- Consigne A: Mets les lignes des enregistrements sous forme de liste JSON de chaînes, une chaîne par ligne et sans les lignes vides, en commençant à celle qui contient « the white shirt » et en terminant à la fin des enregistrements.

- Texte du document:
Vive l’ortografe, vive la lengue fransaize !
L’été 2014 aura été chaud pour… l’orthographe ! Ou devrais-je écrire ortografe ?
Premier exemple, le nouveau grand parc ferneysien « La Tire », au pied du château de Voltaire. Une balade vous assurera une bonne rigolade. La mairie de Ferney-Voltaire a voulu rendre un hommage au philosophe des lumières en coulant dans le bronze six citations scellées dans le béton de l’allée centrale.
Résultat : 5 fautes d’orthographe ou de syntaxe pour 6 citations ! (peut mieux faire, le 6/6 était à portée !). Florilège :
- « Il est plus doux qu’on ne pense de planter, de semer et de bâtir » devient : « Il n’est plus doux qu’on ne pense de planter, de semer et de bâtir »
- « Rien ne se fait sans un peu d’enthousiasme » devient « Rien ne se fait sans peu d’enthousiasme » (le « un » a disparu)
- « La patrie est là où on vit heureux » devient « La patrie est où on vit heureux » (le « là » a disparu)
- « Puissent tous les hommes se souvenir qu’ils sont frères » devient « Puissent tous les hommes se souvenir qu’ils sont fréres » (avec un accent aigu)
- Ni l’abstinence ni l’excès ne rendent un homme heureux » devient « Ni l’abstinance ni l’excès ne rendent un homme heureux »
Deuxième exemple : Rentrée des classes à l’académie de Toulouse. La photo parle d’elle-même :
Jamais 2 sans 3 : la semaine dernière est sorti un rapport de l’Education nationale bourré de fautes. Des fautes inadmissibles comme des «s» oubliés, des mots mal orthographiés (pillier au lieu de pilier), des tas de coquilles… Et est-ce la première fois ? Que nenni ! Rappelez-vous du dossier de presse de Luc Chatel en 2009 ! (L’Express – Bonnet d’âne en orthographe pour Luc Chatel)
Voilà qui vaut bien un merci plein d’émotion à la grande maison de l’Education Nationale version Najat Vallaud-Belkacem…
Cela m’inspire plusieurs choses.
Tout d’abord la réforme de l’évaluation voulue par le très regretté Monsieur Benoit Hamon et qui à n’en pas douter sera reprise par la jeune et délicieuse Najat. Aujourd’hui, plus de zéro pointé, plus de classement, car ce serait prendre le risque de traumatiser nos chères têtes blondes (et aussi brunes), pire, d’être un révélateur des inégalités sociales. Dans les propos du ministère, citons « la dictée a pour objet d’évaluer la maîtrise de la grammaire et de la syntaxe ». Le terme syntaxe désignant l’agencement des mots dans la phrase, on voit mal comment une dictée pourrait mesurer la maîtrise qu’en ont les élèves ! Quelle maîtrise du sujet !
Avez-vous eu l’occasion récemment de parcourir un bulletin scolaire ?
Je me souviens du petit livret où figuraient une dizaine de notes correspondant aux matières étudiées (j’étais dans les derniers en orthographe – merci aux correcteurs de Vexilla – mais dans les premiers en rédaction !). Ce document donnait aussi le rang de l’élève. Les appréciations portées par le maître ou la maîtresse pointaient les efforts accomplis ou leur absence. C’était finalement bien clair pour tout le monde.

- Consigne B: Reprends, s'il te plaît, le texte sur les fautes d'orthographe et poursuis-le après sa dernière phrase.

[Enregistrements conservés]
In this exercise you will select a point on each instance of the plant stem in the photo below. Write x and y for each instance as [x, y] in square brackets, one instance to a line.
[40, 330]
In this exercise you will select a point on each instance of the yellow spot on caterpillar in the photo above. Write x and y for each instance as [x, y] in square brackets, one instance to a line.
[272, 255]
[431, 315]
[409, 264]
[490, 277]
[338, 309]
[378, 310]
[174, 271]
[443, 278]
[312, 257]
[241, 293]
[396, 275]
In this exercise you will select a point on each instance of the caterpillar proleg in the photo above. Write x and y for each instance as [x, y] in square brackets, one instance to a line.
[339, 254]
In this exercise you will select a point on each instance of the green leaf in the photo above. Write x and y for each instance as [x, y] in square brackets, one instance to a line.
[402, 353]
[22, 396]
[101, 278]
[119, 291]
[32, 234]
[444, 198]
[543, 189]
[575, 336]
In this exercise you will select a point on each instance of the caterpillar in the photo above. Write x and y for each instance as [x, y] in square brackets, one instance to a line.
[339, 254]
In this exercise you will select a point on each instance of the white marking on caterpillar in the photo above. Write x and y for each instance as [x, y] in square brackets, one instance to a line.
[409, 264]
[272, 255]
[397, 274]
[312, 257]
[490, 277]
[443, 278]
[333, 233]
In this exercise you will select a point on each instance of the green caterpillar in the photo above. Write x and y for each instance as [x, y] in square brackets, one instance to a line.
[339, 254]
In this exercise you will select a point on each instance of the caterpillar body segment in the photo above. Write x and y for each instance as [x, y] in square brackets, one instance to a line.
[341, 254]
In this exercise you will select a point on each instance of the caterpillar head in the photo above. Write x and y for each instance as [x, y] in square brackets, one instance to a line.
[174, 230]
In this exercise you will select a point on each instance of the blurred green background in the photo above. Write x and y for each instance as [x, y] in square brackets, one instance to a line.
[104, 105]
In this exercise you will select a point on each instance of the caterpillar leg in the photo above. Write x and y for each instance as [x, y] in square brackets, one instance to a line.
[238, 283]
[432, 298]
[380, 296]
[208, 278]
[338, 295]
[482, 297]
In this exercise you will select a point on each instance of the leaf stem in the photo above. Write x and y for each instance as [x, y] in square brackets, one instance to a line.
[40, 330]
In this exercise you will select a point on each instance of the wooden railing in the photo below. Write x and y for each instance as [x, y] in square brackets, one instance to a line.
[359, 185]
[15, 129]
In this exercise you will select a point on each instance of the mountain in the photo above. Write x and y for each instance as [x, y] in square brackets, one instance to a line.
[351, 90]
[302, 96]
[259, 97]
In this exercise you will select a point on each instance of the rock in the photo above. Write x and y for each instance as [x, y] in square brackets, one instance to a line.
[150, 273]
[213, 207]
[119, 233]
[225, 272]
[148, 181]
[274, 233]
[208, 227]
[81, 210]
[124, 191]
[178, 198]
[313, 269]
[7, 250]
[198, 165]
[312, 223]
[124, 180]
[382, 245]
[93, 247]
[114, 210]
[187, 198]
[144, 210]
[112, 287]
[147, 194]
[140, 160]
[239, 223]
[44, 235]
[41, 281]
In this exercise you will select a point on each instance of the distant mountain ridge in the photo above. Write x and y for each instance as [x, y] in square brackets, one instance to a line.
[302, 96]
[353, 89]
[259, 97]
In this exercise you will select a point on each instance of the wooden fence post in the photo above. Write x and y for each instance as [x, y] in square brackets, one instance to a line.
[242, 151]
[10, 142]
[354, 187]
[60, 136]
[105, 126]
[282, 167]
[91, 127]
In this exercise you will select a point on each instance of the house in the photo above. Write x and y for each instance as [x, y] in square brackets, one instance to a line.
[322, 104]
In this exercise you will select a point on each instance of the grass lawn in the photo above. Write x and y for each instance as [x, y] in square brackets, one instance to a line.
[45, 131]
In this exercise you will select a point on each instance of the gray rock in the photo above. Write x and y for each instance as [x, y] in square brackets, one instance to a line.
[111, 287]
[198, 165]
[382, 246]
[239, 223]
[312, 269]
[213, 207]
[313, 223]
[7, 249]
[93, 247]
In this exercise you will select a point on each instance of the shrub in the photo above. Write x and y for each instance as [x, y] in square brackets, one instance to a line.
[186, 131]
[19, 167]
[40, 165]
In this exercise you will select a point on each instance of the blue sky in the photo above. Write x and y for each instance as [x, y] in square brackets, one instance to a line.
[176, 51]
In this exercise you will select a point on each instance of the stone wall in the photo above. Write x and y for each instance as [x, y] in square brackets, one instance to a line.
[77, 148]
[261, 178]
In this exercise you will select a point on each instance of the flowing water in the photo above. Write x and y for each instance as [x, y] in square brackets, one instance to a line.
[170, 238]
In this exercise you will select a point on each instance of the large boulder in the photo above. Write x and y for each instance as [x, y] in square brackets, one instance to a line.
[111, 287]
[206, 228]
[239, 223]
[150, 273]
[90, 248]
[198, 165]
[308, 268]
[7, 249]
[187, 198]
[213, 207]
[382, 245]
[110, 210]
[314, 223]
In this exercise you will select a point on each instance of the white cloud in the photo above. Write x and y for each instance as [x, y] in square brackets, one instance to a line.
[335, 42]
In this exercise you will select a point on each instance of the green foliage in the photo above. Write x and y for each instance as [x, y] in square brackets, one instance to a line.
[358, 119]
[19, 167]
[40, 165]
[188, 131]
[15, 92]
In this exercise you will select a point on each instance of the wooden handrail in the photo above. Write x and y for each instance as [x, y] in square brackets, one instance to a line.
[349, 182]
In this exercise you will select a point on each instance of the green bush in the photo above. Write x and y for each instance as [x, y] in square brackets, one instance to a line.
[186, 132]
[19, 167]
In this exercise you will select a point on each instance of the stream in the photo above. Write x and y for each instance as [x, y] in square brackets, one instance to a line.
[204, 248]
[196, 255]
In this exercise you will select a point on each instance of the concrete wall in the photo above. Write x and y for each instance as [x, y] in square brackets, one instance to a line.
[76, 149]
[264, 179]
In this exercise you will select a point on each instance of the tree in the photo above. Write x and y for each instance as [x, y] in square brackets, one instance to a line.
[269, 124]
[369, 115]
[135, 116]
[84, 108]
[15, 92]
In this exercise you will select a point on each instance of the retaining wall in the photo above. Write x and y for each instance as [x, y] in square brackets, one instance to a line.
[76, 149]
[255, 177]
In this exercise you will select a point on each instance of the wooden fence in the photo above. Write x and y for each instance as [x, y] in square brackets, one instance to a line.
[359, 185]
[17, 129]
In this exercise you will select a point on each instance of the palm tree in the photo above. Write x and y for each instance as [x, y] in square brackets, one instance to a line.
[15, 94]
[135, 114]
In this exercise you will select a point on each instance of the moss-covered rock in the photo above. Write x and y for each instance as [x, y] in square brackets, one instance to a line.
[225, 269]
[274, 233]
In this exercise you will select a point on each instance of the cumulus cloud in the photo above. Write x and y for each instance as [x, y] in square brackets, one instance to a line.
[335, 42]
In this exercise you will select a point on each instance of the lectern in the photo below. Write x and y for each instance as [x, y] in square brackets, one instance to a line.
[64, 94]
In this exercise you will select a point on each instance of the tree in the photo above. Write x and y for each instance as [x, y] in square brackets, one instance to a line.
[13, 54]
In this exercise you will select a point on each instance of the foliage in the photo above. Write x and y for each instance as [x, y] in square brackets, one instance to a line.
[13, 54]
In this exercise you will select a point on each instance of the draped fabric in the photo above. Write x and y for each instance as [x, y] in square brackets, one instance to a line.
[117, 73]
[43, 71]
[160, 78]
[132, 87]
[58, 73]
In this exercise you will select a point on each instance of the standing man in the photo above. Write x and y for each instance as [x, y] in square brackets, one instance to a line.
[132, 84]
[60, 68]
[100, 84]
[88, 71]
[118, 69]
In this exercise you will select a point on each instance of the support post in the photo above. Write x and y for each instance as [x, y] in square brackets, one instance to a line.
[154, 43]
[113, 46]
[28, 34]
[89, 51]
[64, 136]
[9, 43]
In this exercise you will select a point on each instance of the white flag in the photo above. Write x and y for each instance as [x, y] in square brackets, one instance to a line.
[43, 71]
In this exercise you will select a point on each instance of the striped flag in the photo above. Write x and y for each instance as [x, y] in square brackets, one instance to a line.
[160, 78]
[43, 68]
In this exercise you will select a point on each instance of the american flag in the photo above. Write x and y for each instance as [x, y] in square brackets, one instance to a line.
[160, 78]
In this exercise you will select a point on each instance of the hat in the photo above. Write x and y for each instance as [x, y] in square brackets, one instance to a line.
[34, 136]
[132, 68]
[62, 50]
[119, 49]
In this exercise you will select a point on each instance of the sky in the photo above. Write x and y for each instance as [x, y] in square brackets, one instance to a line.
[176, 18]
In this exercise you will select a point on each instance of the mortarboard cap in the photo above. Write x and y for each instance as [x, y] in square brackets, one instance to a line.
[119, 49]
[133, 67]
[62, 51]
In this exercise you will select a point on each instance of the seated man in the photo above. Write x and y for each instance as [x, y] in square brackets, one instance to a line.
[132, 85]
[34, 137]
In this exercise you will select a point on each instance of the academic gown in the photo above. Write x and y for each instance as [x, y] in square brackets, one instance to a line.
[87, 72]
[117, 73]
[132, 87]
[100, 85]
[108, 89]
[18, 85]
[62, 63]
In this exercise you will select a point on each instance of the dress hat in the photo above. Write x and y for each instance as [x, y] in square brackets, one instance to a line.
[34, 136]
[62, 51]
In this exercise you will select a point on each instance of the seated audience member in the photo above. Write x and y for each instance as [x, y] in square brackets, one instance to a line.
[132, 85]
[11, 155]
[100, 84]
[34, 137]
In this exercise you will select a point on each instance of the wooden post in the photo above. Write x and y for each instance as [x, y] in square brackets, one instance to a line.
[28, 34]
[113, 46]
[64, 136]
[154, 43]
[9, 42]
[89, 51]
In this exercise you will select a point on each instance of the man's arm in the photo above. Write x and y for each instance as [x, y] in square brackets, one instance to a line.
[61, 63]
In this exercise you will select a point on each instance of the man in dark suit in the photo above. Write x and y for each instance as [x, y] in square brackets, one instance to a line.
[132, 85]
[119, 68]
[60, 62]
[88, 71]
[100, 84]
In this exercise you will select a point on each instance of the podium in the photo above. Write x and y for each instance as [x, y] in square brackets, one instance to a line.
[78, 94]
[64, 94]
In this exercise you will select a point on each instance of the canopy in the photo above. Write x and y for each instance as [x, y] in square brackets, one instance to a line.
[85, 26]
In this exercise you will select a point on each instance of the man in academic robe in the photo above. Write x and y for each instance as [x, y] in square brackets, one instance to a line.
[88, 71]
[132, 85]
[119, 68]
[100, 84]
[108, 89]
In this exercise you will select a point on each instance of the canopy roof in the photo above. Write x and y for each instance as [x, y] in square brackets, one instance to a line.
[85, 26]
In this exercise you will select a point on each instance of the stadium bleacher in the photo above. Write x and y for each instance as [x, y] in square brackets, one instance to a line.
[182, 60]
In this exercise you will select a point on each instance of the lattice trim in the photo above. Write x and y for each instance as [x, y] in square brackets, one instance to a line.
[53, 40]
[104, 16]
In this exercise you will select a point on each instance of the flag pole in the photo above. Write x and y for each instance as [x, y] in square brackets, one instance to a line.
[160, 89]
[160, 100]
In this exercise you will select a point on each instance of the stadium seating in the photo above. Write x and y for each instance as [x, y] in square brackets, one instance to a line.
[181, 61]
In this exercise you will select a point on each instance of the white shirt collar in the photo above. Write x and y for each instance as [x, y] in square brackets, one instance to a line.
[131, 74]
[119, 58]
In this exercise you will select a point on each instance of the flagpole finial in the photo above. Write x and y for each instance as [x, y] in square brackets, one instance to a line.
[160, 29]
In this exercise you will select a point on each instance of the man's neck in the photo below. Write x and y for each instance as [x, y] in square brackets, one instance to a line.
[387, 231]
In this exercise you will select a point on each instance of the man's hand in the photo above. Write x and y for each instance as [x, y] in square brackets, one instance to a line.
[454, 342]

- Réponse A:
[
  "In this exercise you will select a point on each instance of the white shirt collar in the photo above. Write x and y for each instance as [x, y] in square brackets, one instance to a line.",
  "[131, 74]",
  "[119, 58]",
  "In this exercise you will select a point on each instance of the flagpole finial in the photo above. Write x and y for each instance as [x, y] in square brackets, one instance to a line.",
  "[160, 29]",
  "In this exercise you will select a point on each instance of the man's neck in the photo below. Write x and y for each instance as [x, y] in square brackets, one instance to a line.",
  "[387, 231]",
  "In this exercise you will select a point on each instance of the man's hand in the photo above. Write x and y for each instance as [x, y] in square brackets, one instance to a line.",
  "[454, 342]"
]

- Réponse B:
Qu’en est-il aujourd’hui ?
Un livret de CP contient 89 items regroupés en 18 chapitres notés de A (acquis) à D (non acquis), un livret de CM1 compte huit pages retraçant 280 (si, si : deux cent quatre-vingts) items répartis en 70 chapitres… Pour sûr, ce doit être beaucoup plus clair ! C’est ça la loi de simplification ??
Selon une étude de 2005, l’écart entre les résultats des élèves de 1987 et ceux de 2005 est en moyenne de deux niveaux scolaires. Les élèves de cinquième de 2005 font le même nombre de fautes que les élèves de CM2 vingt ans plus tôt. Les élèves de troisième de 2005, le même nombre d’erreurs que les élèves de cinquième de 1987. Le nombre de fautes augmente particulièrement pour l’orthographe grammaticale.
Etant donné que les enseignants qui arrivent aujourd’hui devant les élèves sont les premiers des générations qui n’ont pas bénéficié d’un enseignement formel systématique de la langue, il y a fort à parier que « l’objectif » de trois niveaux scolaires d’écart par rapport à 1987 sera bientôt atteint !
Les problèmes d’orthographe provoquent des difficultés de compréhension, une plus grande difficulté pour les jeunes à formuler leur pensée, une moins bonne communication… Ce n’est pas anodin ! On estime que dans certains quartiers, le vocabulaire utilisé est très faible, de l’ordre de 300 mots. A 14 ans, on connaît en moyenne 3 725 mots, mais nous n’en utilisons que 1 000 quotidiennement. Et d’ailleurs, l’écart entre les lettrés et les illettrés est impressionnant. Les lycéens français utiliseraient en moyenne entre 800 et 1 600 mots. Les adultes, eux, en utilisent 3 000. Alors qu’une personne cultivée en utilise près de 30 000, la moyenne nationale, quant à elle, s’élève à près de 5 000 mots.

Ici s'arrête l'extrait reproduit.